> _SUPPLIED TEXT_:
+++

When the data did not include true zeros (i.e., the data were generated from the Poisson distribution), the TreeScan-Poisson and TreeScan-ZIP methods produced similar power, sensitivity, and PPV estimates.
The TreeScan-ZIP method was identified to produce higher power and sensitivity estimates than the TreeScan-Poisson method when the number of true zeros was greater than or equal to 10. In the presence of zero inflation, when the number of true signals was greater than or equal to 5 and the RR was high, the PPV of the TreeScan-Poisson method was 1.0. The TreeScan-Poisson method could detect highly significant cuts, resulting in a small number of detected signals, which indicated high PPV and low sensitivity.
The TreeScan-ZIP method performed better than the TreeScan-Poisson in every dataset with true zero. The estimated power was almost 1.0 and the PPV was greater than 0.98 when the number of true zeros was greater than or equal to 10 and the number of true signals was greater than or equal to 5. The TreeScan-ZIP method was more sensitive than the TreeScan-Poisson method. The sensitivity and PPV of the TreeScan-ZIP method became higher with higher RR. When two true signals existed, both methods had a relatively low power; however, the power of the TreeScan-ZIP method increased as the number of true zeros and RR increased.
The simulation study showed that in the presence of zero inflation, the TreeScan-ZIP method performed better than the TreeScan-Poisson method.
Real data
Korea adverse event reporting system data
KAERS is a spontaneous AE reporting system maintained by the Korea Institute of Drug Safety and Risk Management (https://www.drugsafe.or.kr). Consumers, Healthcare Professionals, Regional Pharmacovigilance Centers (RPVCs), and pharmaceutical companies can report suspected drug information and AE information using the KAERS. RPVCs evaluate causality between the suspected drug and AE and report them to KIDS. The information is then stored in the KAERS as an individual case safety report (ICSR), which contains information on suspected drug, AE, causal relationship, and demographic. The ICSRs are periodically summited to the WHO-UMC. Further, safety information obtained from KAERS data and signal analysis is periodically reported to the Ministry of Food and Drug Safety.

+++

(Data entries)
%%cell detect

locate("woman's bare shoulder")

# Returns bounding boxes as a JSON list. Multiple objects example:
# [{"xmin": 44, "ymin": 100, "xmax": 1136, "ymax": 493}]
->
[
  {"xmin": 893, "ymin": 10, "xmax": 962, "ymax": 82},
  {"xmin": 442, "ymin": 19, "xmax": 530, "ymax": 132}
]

+++

> _REQUIREMENT 1_: Reproduce the TreeScan passage word for word, from "The TreeScan-ZIP method was identified" up to and including "and low sensitivity.".
> _REQUIREMENT 2_:
Answer these questions from the TreeScan passage:
(a) When the data were generated from the Poisson distribution, which three kinds of estimates were similar for the TreeScan-Poisson and TreeScan-ZIP methods?
(b) With at least 10 true zeros and at least 5 true signals, what value did the PPV of the TreeScan-ZIP method exceed?
(c) Which organization maintains KAERS?
> _REQUIREMENT 3_: Write the next part of the TreeScan passage, beginning after its final sentence.

> _RESULT 1_:
The TreeScan-ZIP method was identified to produce higher power and sensitivity estimates than the TreeScan-Poisson method when the number of true zeros was greater than or equal to 10. In the presence of zero inflation, when the number of true signals was greater than or equal to 5 and the RR was high, the PPV of the TreeScan-Poisson method was 1.0. The TreeScan-Poisson method could detect highly significant cuts, resulting in a small number of detected signals, which indicated high PPV and low sensitivity.

> _RESULT 2_:
(a) Power, sensitivity, and PPV estimates.
(b) 0.98.
(c) The Korea Institute of Drug Safety and Risk Management.

> _RESULT 3_:
For the real data analysis, data cleansing was performed. Because a certain drug and AE information can be reported multiple times depending on the dose and time of administration, if the same drug and AE were reported twice or more, only the first report was used. In the causality, only drug–AE pairs that received ratings of possible or above were included in this study. There are 6 levels of causality: certain, probable, possible, unlikely, conditional, and unassessable39,40. In KAERS database, AEs are coded by the WHO-ART. As more than half of the reports included information down to the PT level, and HLT may not exist, this study used two levels of hierarchy, SOC and PT, with the exception of the HLT and IT level.
Data obtained between 2012 and 2016 from KAERS were used. During this period, 716,584 people reported experiencing AEs. There were 1.8 million drug reports on 1981 types of drugs and 1.1 million AE reports on 4078 types of AEs. Further, a total of 2.4 million unique drug-AE pairs were found. When removing pairs that had beneath the ‘possible’ threshold, the final dataset analyzed in this study included 1,077,060 drug-AE pairs representing 1292 types of AEs in PTs. Further, 1981 types of drugs were identified in 557,390 reports.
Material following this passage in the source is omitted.